→ Task
Reproduce only the items starting at the line containing "Task: identify the aircraft" and ending at the final line of the items, requests included. Shift every coordinate in the answers by adding -93 to it.

→ Task data
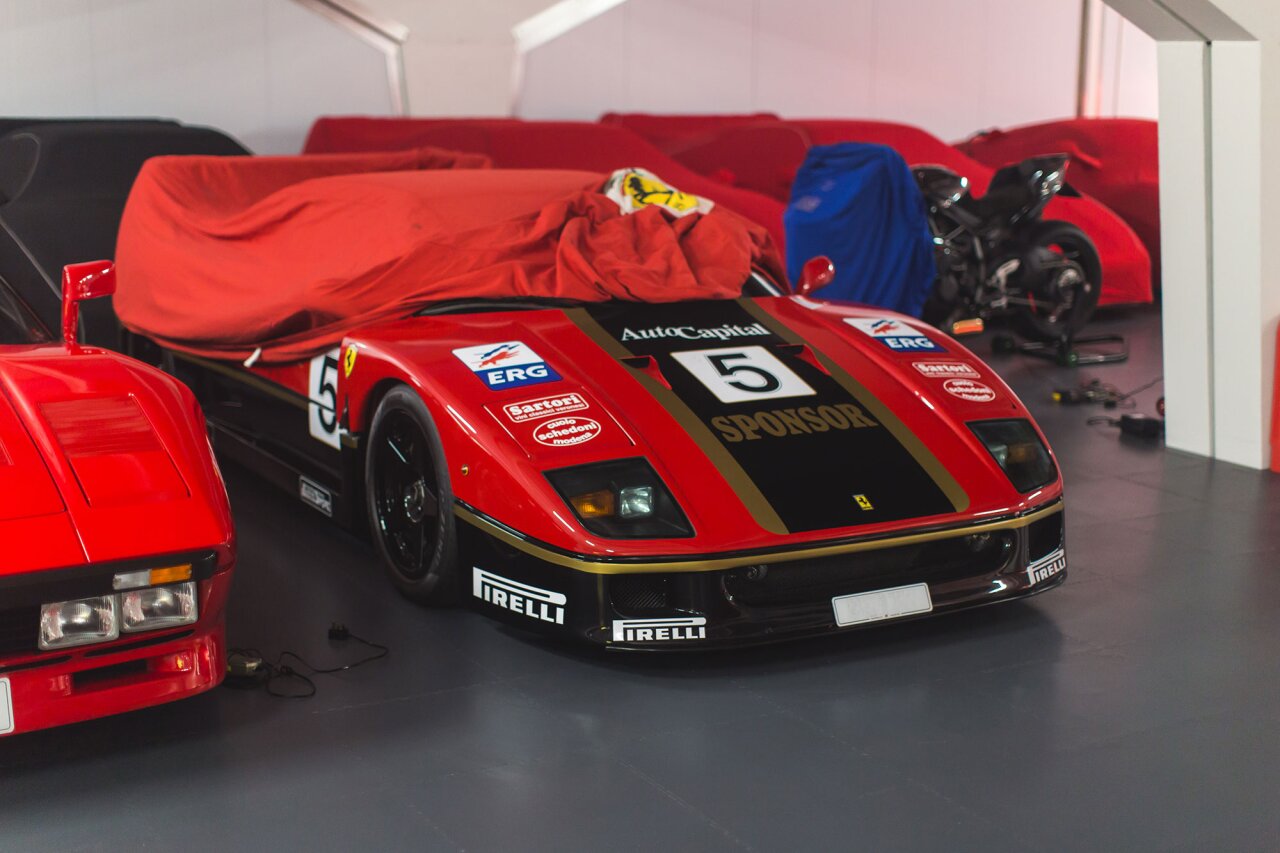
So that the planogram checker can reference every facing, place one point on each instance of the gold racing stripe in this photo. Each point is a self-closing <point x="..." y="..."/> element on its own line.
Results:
<point x="721" y="459"/>
<point x="923" y="456"/>
<point x="714" y="564"/>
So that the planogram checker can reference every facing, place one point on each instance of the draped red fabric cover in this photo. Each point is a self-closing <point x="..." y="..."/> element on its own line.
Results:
<point x="1114" y="160"/>
<point x="512" y="144"/>
<point x="675" y="132"/>
<point x="220" y="256"/>
<point x="741" y="150"/>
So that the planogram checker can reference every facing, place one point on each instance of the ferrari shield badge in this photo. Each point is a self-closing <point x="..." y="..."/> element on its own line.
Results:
<point x="638" y="188"/>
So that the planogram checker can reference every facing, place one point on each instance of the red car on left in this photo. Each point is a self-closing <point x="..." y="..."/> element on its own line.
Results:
<point x="118" y="536"/>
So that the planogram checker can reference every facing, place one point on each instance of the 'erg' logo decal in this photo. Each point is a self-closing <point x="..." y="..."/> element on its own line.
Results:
<point x="506" y="365"/>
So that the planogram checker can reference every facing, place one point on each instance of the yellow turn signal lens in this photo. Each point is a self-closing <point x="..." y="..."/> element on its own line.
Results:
<point x="170" y="574"/>
<point x="594" y="505"/>
<point x="968" y="327"/>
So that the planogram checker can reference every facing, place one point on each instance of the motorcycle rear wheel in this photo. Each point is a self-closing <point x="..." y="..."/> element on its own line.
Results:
<point x="1064" y="302"/>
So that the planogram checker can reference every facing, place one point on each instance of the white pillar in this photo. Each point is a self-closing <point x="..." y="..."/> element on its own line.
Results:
<point x="1219" y="195"/>
<point x="1185" y="231"/>
<point x="1243" y="331"/>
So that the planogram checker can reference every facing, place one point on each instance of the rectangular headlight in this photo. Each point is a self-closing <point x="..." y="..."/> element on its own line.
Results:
<point x="1018" y="450"/>
<point x="144" y="610"/>
<point x="621" y="500"/>
<point x="64" y="624"/>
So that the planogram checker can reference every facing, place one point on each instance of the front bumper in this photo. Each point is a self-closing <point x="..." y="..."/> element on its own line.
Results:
<point x="768" y="598"/>
<point x="142" y="670"/>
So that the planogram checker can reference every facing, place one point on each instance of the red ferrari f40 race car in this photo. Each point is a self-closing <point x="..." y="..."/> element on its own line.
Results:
<point x="585" y="404"/>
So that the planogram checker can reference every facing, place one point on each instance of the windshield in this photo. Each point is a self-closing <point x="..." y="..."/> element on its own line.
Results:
<point x="17" y="323"/>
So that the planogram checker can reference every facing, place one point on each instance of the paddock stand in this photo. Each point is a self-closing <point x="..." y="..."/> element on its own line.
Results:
<point x="1063" y="351"/>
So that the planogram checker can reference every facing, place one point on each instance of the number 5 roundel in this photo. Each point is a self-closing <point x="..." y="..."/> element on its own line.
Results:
<point x="739" y="374"/>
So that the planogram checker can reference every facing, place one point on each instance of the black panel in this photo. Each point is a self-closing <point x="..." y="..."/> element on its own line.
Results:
<point x="63" y="187"/>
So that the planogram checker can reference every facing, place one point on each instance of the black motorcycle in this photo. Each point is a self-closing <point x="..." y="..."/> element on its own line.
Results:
<point x="997" y="256"/>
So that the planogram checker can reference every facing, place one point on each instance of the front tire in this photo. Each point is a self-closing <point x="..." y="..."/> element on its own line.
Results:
<point x="1068" y="281"/>
<point x="410" y="500"/>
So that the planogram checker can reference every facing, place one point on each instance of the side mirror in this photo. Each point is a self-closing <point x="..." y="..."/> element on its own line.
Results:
<point x="83" y="282"/>
<point x="817" y="272"/>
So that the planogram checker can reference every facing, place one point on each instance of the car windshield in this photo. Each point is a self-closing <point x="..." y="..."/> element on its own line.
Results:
<point x="17" y="323"/>
<point x="755" y="284"/>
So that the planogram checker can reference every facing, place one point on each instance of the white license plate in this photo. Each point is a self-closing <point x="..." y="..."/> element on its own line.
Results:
<point x="5" y="707"/>
<point x="882" y="603"/>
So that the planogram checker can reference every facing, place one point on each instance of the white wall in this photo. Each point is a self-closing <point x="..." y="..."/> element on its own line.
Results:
<point x="460" y="54"/>
<point x="951" y="68"/>
<point x="260" y="69"/>
<point x="1121" y="76"/>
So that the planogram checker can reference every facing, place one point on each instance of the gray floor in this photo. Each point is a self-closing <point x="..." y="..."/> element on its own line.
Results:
<point x="1132" y="710"/>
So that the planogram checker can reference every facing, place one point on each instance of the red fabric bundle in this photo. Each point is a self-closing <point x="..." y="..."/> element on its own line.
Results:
<point x="222" y="256"/>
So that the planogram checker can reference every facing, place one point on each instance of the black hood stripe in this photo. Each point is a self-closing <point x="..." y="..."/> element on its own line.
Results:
<point x="813" y="451"/>
<point x="746" y="489"/>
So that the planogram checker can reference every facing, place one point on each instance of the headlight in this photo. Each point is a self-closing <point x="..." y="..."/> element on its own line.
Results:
<point x="621" y="500"/>
<point x="1019" y="452"/>
<point x="77" y="623"/>
<point x="144" y="610"/>
<point x="101" y="619"/>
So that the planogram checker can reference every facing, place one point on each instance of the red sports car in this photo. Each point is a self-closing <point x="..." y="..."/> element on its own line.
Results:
<point x="118" y="536"/>
<point x="584" y="404"/>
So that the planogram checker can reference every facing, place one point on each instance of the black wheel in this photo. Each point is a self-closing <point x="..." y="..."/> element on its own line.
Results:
<point x="410" y="500"/>
<point x="1064" y="281"/>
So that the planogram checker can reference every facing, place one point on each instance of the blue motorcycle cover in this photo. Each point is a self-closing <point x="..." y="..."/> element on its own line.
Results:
<point x="859" y="205"/>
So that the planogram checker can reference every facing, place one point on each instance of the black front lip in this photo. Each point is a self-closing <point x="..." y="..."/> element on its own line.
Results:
<point x="700" y="562"/>
<point x="759" y="629"/>
<point x="592" y="601"/>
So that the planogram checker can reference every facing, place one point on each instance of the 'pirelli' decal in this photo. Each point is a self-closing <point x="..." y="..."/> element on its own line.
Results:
<point x="542" y="605"/>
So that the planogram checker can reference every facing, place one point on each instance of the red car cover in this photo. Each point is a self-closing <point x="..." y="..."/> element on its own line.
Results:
<point x="539" y="145"/>
<point x="749" y="154"/>
<point x="224" y="256"/>
<point x="672" y="133"/>
<point x="1114" y="160"/>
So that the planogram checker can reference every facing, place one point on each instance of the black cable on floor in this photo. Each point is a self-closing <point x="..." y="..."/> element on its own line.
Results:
<point x="247" y="669"/>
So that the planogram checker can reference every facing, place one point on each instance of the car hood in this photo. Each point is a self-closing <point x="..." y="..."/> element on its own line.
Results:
<point x="767" y="418"/>
<point x="99" y="461"/>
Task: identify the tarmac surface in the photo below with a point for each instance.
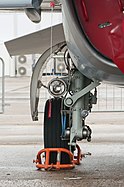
(21, 139)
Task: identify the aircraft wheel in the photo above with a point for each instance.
(53, 129)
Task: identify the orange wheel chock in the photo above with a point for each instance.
(74, 160)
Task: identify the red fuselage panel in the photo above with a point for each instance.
(103, 23)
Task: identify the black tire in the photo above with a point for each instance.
(53, 130)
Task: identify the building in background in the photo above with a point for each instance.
(13, 25)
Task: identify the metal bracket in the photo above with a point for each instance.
(70, 101)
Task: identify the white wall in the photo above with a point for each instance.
(13, 25)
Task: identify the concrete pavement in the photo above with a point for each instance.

→ Response for this exercise
Task: identify the aircraft wheel in the photo above with a point for each instance.
(-40, 36)
Task: identify the orange wheel chock in the photo above with a point for each instance.
(-19, 67)
Task: identify the red fuselage panel in the photo above with a point for each instance.
(10, -70)
Task: identify the black tire in the photo above with a point for each instance.
(-40, 37)
Task: identify the building in background in the photo above with a point for each instance.
(-80, -68)
Task: identify the metal bracket in the photo above with a point for each instance.
(-23, 8)
Task: identify the white wall in the photo above with a point for each instance.
(-80, -68)
Task: identify the concrete pavement in the photo above with a point for each instance.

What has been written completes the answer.